[[ PASSAGE PROVIDED, beginning ]]
The reason for Warm Spaces

From April 2022 Ofgem increased their price cap for default (standard variable tariffs) and prepayment meter tariffs by 54 per cent. This is expected to raise the bills of 22 million gas and electricity customers by an average of between £693 and £708 depending on how they pay. This is on top of the price increase that came in October 2021, which saw an average increase of £139 - £153. However, Ofgem reviews the price cap twice a year, in February and August, and implements changes in April and October. The price cap for October 2022 is estimated to add another 20 per cent.

This would see the average bill increase to around £2,300 a year for gas and electricity, with some families, such as those with disabilities running clinical machinery reaching as much as £3,000 per year.

The government’s position on support is evolving, with some measures already announced including a £150 council tax rebate, a £400 grant through the Energy Bill Support Scheme, £300 for pensioners, and extra £150 for those with disabilities and an expansion of the Household Support Fund. However, the reality is that for most families, this support is not enough to cover the price rises of food, fuel and other necessities. This means that although people will have an extra money to go towards their energy costs it may not make enough of a difference.

Sharing Warm Spaces

Many of the Council's partners across Gateshead were already provide this type of facility, so they were asked to consider registering these facilities and/or services so the Council could create a Warm Spaces directory and let their residents know how to access the Warm Spaces near them. The Council also suggested they explore enhancing these spaces further, including by considering applying for grants.

Warm Space Small Grant Programme

Grants were made available to organisations and community-led groups in Gateshead for the creation and improvement of Warm Spaces for local communities, funded by Gateshead Council and the DWP Household Support Grant. These ranged from £50 to £500. This could be spent on a variety of project costs including furniture, equipment costs and improvements to facilities

Those applying need to demonstrate a commitment to the Thrive Pledge; promotion of equality, inclusivity, and diversity; value for money; demonstrable ability to connect with local people; and for their facility to be added to the Warm Space register.
[[ PASSAGE PROVIDED, end ]]
[[ SOURCE DATA, beginning ]]
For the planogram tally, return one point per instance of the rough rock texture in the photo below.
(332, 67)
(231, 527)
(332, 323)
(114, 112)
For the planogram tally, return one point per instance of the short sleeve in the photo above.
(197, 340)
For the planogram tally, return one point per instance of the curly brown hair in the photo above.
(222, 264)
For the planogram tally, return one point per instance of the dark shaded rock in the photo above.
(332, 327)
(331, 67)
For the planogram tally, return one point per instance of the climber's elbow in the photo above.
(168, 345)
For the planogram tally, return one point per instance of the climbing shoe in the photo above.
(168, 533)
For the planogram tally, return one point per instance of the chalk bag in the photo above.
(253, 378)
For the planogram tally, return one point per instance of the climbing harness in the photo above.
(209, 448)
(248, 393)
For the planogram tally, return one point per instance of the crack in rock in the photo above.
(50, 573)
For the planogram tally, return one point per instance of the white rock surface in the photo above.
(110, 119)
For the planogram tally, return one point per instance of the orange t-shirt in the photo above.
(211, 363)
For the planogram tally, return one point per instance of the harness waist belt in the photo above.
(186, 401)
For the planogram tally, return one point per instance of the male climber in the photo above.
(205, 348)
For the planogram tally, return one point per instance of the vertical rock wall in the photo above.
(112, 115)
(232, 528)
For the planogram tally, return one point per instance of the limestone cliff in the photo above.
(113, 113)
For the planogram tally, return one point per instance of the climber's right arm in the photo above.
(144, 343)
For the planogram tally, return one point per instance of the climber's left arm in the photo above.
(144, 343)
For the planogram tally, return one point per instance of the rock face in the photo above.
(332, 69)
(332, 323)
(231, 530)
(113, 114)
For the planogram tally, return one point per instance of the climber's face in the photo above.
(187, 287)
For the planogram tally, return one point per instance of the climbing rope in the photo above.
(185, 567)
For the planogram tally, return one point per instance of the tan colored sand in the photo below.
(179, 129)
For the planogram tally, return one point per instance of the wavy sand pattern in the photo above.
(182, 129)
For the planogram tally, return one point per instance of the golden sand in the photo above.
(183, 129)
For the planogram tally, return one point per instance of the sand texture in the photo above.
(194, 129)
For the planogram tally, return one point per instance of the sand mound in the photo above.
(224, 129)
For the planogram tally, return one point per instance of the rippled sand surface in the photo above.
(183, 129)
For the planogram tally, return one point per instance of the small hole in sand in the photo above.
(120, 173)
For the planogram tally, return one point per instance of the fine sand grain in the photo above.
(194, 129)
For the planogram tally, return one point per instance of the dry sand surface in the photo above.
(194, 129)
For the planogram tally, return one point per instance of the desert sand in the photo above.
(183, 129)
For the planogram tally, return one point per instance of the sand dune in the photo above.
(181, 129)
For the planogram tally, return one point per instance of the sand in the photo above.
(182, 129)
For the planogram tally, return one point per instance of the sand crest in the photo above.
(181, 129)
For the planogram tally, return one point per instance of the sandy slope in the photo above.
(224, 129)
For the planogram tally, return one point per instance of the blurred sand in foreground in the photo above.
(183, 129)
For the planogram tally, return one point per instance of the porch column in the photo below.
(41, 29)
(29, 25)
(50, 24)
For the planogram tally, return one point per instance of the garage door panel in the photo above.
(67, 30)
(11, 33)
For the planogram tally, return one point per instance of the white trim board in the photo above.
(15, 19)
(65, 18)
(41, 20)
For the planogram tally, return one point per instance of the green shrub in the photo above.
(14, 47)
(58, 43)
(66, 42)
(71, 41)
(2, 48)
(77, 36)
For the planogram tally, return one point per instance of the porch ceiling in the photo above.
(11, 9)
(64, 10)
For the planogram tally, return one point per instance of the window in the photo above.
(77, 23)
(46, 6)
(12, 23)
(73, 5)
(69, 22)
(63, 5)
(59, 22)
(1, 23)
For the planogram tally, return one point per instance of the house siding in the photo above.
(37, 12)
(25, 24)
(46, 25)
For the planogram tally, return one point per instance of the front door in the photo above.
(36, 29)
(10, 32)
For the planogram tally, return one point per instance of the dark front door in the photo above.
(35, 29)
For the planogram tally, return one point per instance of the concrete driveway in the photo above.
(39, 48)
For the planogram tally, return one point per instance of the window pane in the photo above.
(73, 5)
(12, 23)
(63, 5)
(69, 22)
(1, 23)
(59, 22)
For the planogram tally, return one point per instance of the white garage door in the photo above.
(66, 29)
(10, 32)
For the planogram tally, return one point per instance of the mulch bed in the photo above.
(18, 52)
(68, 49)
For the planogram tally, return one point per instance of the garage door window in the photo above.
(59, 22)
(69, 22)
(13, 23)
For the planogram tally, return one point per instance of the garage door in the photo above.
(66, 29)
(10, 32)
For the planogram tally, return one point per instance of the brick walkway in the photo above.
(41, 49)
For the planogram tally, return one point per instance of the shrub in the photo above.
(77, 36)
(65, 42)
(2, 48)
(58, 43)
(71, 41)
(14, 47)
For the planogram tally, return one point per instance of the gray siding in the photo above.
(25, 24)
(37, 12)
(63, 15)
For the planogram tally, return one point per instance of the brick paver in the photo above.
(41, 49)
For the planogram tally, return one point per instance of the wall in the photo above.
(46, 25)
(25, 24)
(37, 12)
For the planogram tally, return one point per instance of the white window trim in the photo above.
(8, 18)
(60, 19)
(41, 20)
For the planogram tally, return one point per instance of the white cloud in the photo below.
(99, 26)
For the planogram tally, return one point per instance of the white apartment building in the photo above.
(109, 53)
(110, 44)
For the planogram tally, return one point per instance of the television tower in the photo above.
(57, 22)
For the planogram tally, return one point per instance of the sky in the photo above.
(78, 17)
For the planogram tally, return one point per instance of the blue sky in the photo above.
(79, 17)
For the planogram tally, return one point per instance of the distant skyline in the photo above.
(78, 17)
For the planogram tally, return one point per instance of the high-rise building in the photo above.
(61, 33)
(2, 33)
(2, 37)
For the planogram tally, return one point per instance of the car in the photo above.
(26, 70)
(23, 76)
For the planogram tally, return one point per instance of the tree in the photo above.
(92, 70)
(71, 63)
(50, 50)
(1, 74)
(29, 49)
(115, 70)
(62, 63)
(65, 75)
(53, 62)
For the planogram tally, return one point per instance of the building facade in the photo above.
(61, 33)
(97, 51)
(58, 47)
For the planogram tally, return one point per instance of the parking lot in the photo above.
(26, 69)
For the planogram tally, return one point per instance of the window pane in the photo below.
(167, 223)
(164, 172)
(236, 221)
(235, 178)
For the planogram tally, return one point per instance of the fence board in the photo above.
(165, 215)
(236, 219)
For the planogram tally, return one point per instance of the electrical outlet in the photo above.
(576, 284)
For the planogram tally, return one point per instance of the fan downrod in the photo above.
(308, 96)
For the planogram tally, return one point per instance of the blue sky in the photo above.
[[ SOURCE DATA, end ]]
**TASKS TO COMPLETE:**
(1) List the government support measures that the Warm Spaces text says have already been announced.
(2) Reproduce the Warm Spaces text from "This would see" up to and including "of a difference.", changing "pensioners" to "retirees".
The entries above are separate from the Warm Spaces text.

**TASK-BY-TASK OUTPUTS:**
(1)
- A £150 council tax rebate
- A £400 grant through the Energy Bill Support Scheme
- £300 for pensioners
- An extra £150 for those with disabilities
- An expansion of the Household Support Fund

(2)
This would see the average bill increase to around £2,300 a year for gas and electricity, with some families, such as those with disabilities running clinical machinery reaching as much as £3,000 per year.

The government’s position on support is evolving, with some measures already announced including a £150 council tax rebate, a £400 grant through the Energy Bill Support Scheme, £300 for retirees, and extra £150 for those with disabilities and an expansion of the Household Support Fund. However, the reality is that for most families, this support is not enough to cover the price rises of food, fuel and other necessities. This means that although people will have an extra money to go towards their energy costs it may not make enough of a difference.